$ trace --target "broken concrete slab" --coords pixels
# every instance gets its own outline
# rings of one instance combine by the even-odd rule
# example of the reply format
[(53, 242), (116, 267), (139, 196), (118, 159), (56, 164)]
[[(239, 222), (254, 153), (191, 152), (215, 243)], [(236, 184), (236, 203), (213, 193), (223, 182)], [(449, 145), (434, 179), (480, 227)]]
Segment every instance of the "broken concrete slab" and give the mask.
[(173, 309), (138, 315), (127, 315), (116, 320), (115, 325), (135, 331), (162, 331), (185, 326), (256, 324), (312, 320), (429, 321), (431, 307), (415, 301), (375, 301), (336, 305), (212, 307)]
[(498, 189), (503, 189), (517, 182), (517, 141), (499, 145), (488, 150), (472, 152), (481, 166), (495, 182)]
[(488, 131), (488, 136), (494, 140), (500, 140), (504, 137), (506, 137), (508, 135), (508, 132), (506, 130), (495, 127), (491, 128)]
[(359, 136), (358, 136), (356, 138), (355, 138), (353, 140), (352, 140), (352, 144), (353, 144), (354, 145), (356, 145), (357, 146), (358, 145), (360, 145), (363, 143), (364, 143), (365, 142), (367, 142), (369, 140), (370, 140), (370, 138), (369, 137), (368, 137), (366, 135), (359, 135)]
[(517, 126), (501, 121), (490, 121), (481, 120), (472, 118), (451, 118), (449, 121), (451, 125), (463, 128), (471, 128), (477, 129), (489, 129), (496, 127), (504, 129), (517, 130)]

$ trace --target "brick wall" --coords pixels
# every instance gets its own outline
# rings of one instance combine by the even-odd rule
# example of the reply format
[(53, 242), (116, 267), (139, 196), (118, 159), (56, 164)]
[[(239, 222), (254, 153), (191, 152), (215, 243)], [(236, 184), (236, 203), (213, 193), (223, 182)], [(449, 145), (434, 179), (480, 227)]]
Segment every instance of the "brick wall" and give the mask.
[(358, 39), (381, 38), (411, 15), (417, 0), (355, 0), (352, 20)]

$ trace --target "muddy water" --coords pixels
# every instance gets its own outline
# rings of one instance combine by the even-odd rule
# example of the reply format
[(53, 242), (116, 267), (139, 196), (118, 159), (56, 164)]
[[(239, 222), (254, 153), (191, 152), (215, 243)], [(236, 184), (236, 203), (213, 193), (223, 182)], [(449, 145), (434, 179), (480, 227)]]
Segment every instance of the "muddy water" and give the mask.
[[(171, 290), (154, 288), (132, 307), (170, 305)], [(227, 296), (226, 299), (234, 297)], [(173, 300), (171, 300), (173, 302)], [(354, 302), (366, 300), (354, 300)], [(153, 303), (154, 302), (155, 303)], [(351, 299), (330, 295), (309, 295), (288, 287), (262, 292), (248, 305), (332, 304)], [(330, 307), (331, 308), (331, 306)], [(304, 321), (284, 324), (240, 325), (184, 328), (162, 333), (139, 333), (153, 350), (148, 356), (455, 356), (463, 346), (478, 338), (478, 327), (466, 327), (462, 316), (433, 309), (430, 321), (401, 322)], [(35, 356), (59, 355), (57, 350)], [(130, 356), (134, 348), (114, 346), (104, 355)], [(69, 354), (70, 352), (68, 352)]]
· · · · · · ·
Turn every line of the records above into a Markdown table. Use a "No." column for the row number and a "Text" column for the line, and skip blank lines.

*PROBLEM SOLUTION:*
| No. | Text |
|---|---|
| 1 | $ trace --target "broken concrete slab" --coords pixels |
| 2 | # every instance gets its own outline |
| 3 | # rings of one instance combine by the even-odd rule |
| 4 | # example of the reply format |
| 5 | [(53, 242), (116, 267), (139, 196), (118, 159), (56, 164)] |
| 6 | [[(239, 222), (254, 153), (191, 152), (215, 243)], [(236, 184), (236, 203), (213, 193), (223, 182)], [(449, 145), (434, 179), (480, 227)]] |
| 7 | Segment every instance of the "broken concrete slab" and give the mask. |
| 8 | [(173, 309), (138, 315), (127, 315), (116, 320), (115, 325), (135, 331), (162, 331), (185, 326), (256, 324), (312, 320), (429, 321), (431, 307), (415, 301), (375, 301), (336, 305), (212, 307)] |
| 9 | [(498, 189), (503, 189), (517, 182), (517, 141), (499, 145), (488, 150), (472, 152), (481, 166), (495, 182)] |
| 10 | [(488, 131), (488, 136), (494, 140), (500, 140), (504, 137), (506, 137), (508, 135), (508, 132), (506, 130), (495, 127), (491, 128)] |
| 11 | [(359, 136), (358, 136), (356, 138), (355, 138), (353, 140), (352, 140), (352, 144), (353, 144), (354, 145), (356, 145), (357, 146), (358, 145), (360, 145), (363, 143), (364, 143), (365, 142), (367, 142), (369, 140), (370, 140), (370, 138), (369, 137), (368, 137), (366, 135), (359, 135)] |
| 12 | [(517, 126), (501, 121), (490, 121), (481, 120), (472, 118), (451, 118), (449, 121), (451, 125), (463, 128), (471, 128), (477, 129), (489, 129), (496, 127), (504, 129), (517, 130)] |
| 13 | $ trace --target "brick wall" --coords pixels |
| 14 | # every instance gets its own outline |
| 15 | # rings of one instance combine by the even-odd rule |
| 16 | # example of the reply format |
| 17 | [(53, 242), (116, 267), (139, 196), (118, 159), (56, 164)] |
| 18 | [[(239, 222), (254, 153), (191, 152), (215, 243)], [(236, 184), (236, 203), (213, 193), (223, 182)], [(449, 145), (434, 179), (480, 227)]] |
| 19 | Segment every instance of the "brick wall" and give the mask. |
| 20 | [(358, 39), (381, 38), (411, 15), (417, 0), (355, 0), (352, 20)] |
| 21 | $ trace --target "muddy water" --coords pixels |
| 22 | # every instance gets its own outline |
| 23 | # rings of one instance combine by the even-odd rule |
| 24 | # example of the reply format |
| 25 | [(53, 242), (116, 267), (139, 196), (118, 159), (56, 164)] |
| 26 | [[(239, 222), (254, 153), (191, 152), (215, 243)], [(236, 184), (236, 203), (213, 193), (223, 182)], [(449, 145), (434, 179), (480, 227)]] |
| 27 | Segment every instance of the "muddy water" and give the mask. |
| 28 | [[(171, 290), (154, 288), (132, 307), (170, 305)], [(227, 296), (226, 299), (234, 297)], [(173, 300), (171, 300), (173, 302)], [(354, 302), (366, 300), (354, 300)], [(153, 303), (154, 302), (155, 303)], [(351, 299), (330, 295), (309, 295), (288, 287), (262, 292), (248, 305), (332, 304)], [(330, 307), (331, 308), (331, 306)], [(304, 321), (284, 324), (240, 325), (184, 328), (162, 333), (139, 333), (153, 350), (148, 356), (455, 356), (463, 346), (478, 338), (478, 327), (466, 327), (462, 316), (433, 309), (430, 321), (401, 322)], [(35, 356), (59, 355), (57, 350)], [(130, 356), (134, 348), (114, 346), (104, 355)], [(69, 354), (70, 352), (68, 352)]] |